WHAT TO PRODUCE.
Search the data for the string "find" and copy each line in which it appears.

EXERCISE INPUT.

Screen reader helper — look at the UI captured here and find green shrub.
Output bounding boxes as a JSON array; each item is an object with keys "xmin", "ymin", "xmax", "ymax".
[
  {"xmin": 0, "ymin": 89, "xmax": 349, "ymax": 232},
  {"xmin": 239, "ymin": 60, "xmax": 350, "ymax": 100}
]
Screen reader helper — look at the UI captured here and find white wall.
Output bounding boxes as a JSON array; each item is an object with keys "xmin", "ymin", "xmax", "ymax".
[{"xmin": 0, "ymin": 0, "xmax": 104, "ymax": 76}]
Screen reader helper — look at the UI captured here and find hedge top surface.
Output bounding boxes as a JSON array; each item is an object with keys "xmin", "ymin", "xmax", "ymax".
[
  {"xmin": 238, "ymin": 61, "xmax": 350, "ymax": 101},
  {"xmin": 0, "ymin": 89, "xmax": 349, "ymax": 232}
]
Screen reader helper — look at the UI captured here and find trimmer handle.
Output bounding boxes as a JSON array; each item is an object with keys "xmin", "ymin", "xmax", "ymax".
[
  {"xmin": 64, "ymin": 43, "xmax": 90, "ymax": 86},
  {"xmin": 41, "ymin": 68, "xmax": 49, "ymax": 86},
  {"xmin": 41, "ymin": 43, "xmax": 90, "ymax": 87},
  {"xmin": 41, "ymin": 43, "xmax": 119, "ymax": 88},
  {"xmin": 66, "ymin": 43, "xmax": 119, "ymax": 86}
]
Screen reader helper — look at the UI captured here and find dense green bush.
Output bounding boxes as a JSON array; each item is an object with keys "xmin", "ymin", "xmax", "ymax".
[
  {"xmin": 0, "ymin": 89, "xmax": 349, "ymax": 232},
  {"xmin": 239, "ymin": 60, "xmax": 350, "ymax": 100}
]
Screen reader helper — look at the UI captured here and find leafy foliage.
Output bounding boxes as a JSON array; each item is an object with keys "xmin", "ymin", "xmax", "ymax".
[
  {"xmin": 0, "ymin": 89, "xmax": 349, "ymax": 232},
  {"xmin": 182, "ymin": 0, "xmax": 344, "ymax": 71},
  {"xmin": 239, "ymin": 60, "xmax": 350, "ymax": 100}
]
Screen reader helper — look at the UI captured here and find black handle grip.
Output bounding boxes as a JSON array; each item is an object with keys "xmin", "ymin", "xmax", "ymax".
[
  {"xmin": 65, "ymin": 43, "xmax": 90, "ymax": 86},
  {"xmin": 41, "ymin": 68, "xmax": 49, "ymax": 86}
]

ANSWER TO THIS TASK.
Screen reader helper — look at the UI captured here and find green shrub.
Screen reader helper — look at the UI captured here and find white wall.
Screen reader helper — look at the UI captured here and find hedge top surface.
Screen reader helper — look at the UI captured here and find trimmer handle.
Screen reader helper — look at the UI captured here and find dense green bush.
Screen reader helper — look at the UI captured here and find leafy foliage.
Screen reader helper — look at the UI captured here and find black handle grip.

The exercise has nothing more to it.